◆ **The task**: Extend the passage on localized legends of kings, animals, and magic, picking up after its final sentence.

◆ **Document text**:
_____

This literary development of a very widely known mythological concept is clearly seen in the last chapter of the Arthur legend, where it is confidently asserted that the great king will one day return in the hour of his people's need (A580). This belief is usually held concerning some god or demigod whose second coming is awaited by the faithful. It is found in most parts of the world, and is not peculiar to any one of the great religions.

Of the localized legends about animals, two have had extensive migrations. To Romulus and Remus, the founders of Rome, have long been attached the story of how they were suckled by the she-wolf (B535). But the animal nurse is not always a wolf, and she is found ministering to children almost anywhere. The same type of popularity is accorded to the legend of Llewellyn and his Dog (B331.2) in which the master returns and finds that the child who has been trusted to the dog is covered with blood. He thereupon kills the dog, only to find that the blood has come from a snake which threatened the child's life and which the faithful dog has killed. [412] This tale keeps being reported from various parts of the world as an actual happening, and it may, of course, depend in last resort upon a real event.

Tales of magic have not usually resulted in well-formed traditions that persist in all details. We hear much about witches in general and about magic powers, and we have already noticed a few cases, like the moving of the rocks at Stonehenge, in which a magic act is attached to a well-known historical or legendary character. There are, to be sure, a series of literary legends concerning Virgil as a magician (D1711.2), and a similar series concerning Solomon (D1711.1), though none of these has ever been adopted by the oral story-teller. Much nearer to real folklore is the Pied Piper of Hamelin (D1427.1), the tale of the magician who, in revenge for the failure of the city to pay him when he has piped away its rats, uses his pipe to entice all the children into a cave and underground. This tale has traveled so that Hamelin is but one of several cities which have their Pied Pipers. More definitely attached to a particular place is the story of Bishop Hatto and the Mouse Tower (Q415.2), familiar to all who have made the trip by steamer up the Rhine. The Bishop is punished for his hardheartedness by being devoured by swarms of mice or, as it is sometimes told, of rats.

_____

◆ **Record set**:
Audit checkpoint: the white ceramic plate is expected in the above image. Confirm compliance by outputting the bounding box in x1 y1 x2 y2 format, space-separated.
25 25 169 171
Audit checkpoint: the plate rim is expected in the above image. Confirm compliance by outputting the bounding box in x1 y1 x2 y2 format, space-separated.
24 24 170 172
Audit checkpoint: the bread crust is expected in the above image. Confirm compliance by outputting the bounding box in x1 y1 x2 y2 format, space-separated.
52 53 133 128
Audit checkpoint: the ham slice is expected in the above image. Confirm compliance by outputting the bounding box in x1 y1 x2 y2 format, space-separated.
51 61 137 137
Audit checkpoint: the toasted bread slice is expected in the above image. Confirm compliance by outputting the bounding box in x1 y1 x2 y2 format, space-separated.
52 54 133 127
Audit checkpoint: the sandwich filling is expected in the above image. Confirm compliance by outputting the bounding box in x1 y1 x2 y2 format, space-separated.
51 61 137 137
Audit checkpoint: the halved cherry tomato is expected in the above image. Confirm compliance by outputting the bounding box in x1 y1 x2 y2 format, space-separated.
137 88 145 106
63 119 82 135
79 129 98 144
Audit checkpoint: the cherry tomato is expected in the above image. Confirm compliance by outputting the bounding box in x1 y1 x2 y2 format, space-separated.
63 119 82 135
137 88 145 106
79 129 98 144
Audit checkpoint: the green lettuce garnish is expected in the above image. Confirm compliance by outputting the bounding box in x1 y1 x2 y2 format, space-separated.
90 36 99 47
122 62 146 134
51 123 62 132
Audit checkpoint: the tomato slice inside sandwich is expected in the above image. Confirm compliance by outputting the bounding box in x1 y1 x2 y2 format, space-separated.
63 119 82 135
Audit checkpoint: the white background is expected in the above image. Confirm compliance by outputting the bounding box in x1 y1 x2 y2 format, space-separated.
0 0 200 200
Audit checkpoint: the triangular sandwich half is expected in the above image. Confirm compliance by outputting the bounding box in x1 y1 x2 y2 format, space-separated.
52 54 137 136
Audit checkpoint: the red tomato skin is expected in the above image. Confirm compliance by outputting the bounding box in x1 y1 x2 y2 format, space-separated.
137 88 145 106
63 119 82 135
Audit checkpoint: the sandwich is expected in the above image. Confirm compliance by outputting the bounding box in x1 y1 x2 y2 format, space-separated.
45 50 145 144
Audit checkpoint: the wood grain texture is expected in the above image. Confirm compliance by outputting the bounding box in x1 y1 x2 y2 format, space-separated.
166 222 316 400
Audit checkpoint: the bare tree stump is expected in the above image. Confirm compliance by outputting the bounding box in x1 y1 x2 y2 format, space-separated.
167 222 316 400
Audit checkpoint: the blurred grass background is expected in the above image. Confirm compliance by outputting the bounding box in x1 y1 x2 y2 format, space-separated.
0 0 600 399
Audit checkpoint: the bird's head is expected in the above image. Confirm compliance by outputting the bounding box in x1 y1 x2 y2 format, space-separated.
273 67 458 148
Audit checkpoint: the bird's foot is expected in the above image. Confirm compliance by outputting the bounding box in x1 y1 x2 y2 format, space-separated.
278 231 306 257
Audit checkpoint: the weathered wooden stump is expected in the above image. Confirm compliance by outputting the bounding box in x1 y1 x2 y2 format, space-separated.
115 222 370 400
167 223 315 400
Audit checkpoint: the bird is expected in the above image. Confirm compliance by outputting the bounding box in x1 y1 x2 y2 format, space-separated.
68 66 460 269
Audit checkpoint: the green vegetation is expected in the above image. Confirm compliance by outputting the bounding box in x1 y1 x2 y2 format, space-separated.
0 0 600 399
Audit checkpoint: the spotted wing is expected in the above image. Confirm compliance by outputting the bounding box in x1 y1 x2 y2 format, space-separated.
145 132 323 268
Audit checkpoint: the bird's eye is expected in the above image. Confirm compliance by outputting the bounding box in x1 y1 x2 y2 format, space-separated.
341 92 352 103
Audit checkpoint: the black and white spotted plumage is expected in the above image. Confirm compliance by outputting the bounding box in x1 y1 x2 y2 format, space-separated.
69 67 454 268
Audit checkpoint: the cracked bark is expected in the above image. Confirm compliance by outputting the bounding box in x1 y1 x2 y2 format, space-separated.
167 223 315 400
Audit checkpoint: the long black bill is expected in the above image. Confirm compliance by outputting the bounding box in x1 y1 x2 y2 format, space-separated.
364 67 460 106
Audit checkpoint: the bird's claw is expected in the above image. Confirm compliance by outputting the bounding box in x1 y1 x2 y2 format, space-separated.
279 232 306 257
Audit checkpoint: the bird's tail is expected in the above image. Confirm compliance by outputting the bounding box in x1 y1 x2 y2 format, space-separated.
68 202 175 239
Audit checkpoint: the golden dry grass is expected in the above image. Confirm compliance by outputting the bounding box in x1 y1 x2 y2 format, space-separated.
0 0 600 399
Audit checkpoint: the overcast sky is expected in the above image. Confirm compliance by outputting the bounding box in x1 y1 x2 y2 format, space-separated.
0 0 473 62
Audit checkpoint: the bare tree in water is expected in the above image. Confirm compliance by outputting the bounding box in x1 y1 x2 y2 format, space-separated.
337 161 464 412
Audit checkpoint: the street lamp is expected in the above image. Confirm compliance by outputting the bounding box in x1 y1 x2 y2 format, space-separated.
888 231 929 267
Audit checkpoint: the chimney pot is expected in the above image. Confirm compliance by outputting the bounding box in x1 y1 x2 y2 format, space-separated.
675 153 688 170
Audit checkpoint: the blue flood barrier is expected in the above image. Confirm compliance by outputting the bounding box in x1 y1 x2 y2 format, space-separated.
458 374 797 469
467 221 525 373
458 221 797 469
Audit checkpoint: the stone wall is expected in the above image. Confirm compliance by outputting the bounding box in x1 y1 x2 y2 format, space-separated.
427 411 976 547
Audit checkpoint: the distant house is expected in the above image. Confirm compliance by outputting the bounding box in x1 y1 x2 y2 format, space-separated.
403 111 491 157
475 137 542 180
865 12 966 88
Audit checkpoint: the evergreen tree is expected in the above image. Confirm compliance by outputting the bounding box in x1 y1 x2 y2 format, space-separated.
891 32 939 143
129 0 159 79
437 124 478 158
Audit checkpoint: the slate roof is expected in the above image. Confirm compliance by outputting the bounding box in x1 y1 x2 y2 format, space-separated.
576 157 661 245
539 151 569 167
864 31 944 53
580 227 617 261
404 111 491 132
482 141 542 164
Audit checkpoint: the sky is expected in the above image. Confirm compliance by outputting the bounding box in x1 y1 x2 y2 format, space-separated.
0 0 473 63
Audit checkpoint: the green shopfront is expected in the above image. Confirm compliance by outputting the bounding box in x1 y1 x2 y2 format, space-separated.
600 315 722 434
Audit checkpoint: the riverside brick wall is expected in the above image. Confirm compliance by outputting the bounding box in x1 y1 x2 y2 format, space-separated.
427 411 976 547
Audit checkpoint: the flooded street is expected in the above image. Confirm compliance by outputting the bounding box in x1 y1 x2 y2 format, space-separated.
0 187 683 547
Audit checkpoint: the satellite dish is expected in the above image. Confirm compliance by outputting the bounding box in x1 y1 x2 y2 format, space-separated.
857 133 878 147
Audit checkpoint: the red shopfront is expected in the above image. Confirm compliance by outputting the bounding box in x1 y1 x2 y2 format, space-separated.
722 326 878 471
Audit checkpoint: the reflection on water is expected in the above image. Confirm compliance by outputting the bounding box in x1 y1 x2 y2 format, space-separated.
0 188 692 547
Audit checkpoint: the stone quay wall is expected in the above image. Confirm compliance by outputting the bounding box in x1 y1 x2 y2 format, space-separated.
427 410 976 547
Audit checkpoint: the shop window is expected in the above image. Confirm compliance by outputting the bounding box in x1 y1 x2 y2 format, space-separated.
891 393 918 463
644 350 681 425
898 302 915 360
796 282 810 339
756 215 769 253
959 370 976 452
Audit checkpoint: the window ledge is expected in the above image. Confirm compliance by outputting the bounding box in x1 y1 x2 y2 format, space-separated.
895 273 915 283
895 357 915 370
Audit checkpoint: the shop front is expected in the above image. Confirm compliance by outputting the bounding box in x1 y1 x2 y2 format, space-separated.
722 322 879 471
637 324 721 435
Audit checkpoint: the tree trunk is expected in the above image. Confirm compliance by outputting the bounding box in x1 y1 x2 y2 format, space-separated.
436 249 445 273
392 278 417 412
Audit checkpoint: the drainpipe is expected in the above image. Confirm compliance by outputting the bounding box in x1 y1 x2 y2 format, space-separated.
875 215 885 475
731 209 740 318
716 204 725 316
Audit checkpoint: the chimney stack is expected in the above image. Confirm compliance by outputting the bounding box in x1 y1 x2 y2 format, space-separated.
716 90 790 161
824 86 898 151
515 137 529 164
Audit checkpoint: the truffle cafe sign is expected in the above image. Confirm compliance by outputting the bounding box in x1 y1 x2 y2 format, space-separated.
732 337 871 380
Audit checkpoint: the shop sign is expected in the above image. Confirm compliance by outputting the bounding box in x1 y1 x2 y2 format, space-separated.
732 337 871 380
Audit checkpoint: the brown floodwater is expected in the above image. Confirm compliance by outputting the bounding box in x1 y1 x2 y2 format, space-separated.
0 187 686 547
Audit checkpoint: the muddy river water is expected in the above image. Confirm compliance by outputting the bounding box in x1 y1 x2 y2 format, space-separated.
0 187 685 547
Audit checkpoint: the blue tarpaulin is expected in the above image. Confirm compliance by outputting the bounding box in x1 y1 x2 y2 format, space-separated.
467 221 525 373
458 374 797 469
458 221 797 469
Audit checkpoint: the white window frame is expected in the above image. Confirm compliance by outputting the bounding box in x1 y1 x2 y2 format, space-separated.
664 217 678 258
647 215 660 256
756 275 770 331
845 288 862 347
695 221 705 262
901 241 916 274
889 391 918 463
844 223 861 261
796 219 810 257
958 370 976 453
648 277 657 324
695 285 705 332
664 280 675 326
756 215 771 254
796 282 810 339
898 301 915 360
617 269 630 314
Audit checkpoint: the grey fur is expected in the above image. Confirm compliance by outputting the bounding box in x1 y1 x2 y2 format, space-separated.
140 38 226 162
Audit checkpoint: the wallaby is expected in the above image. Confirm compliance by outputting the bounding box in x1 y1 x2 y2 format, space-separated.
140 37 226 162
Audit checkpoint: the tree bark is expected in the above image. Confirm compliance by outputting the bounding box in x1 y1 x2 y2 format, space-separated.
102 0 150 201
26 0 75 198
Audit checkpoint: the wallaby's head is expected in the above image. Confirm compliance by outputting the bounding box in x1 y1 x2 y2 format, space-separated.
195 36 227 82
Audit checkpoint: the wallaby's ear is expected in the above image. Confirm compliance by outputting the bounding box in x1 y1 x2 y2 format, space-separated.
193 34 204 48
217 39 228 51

_____

◆ **Exercise answer**:
In another connection we have noticed the story of The Sleeping Army [413] which is only waiting to come back from the dead at the moment of supreme need. Hardly to be distinguished from this legend is that usually known as [p. 265] Kyffhäuser (D1960.2) from the mountain in which the aged Barbarossa sits through the ages surrounded by his men. Whether this is death or magic sleep, his beard has grown through the table (F545.1.3) from long sitting and he, too, will not stir except to rescue his folk when they need him most. This story of the sleeping king belongs, of course, definitely to medieval historical legend. But the related tale of The Seven Sleepers (D1960.1) is much older and is connected with the early days of the struggling Christian Church. The legend of these pious young men who awake in their cave after a sleep of many years is attached to the city of Ephesus. But there have been a series of analogous tales extending over the centuries to Rip Van Winkle and beyond.

However prominent a part of folk thought the idea of tabu is, it has not formed the central motif of many definite legends. To be sure, the Biblical tradition of Lot's wife looking back and being turned into the pillar of salt (C961.1) has appealed to the popular imagination and is generally known and frequently told. One prominent historical tradition, that of Lady Godiva and Peeping Tom, does rest upon the enormity of violating an express prohibition (C312.1.2). This legend, it will be remembered, is attached to the city of Coventry in late Anglo-Saxon times. In order to free the townspeople of a grievous tax, Lady Godiva agrees to ride the full length of the city nude, and clothed only in her long hair (F555.3.1). The citizens are all commanded to shut their windows and stay indoors and all obey except one. Peeping Tom is stricken with blindness because of his disobedience (C943).

Several marvelous legends, told of ancient Greek gods or heroes, have lived on and are met even today in unexpected quarters. Such, for instance, is the group of legends around King Midas: the person with the ass's ears (F511.2.2); the magic reed which grows from the hole where the king has whispered his secret and which spreads the secret to the rest of the world (D1316.5); the king's barber who discovers the monstrous ears and who lets the world know (N465); and especially King Midas's power to turn all things into gold, and his distress when his wish is fulfilled (J2072.1).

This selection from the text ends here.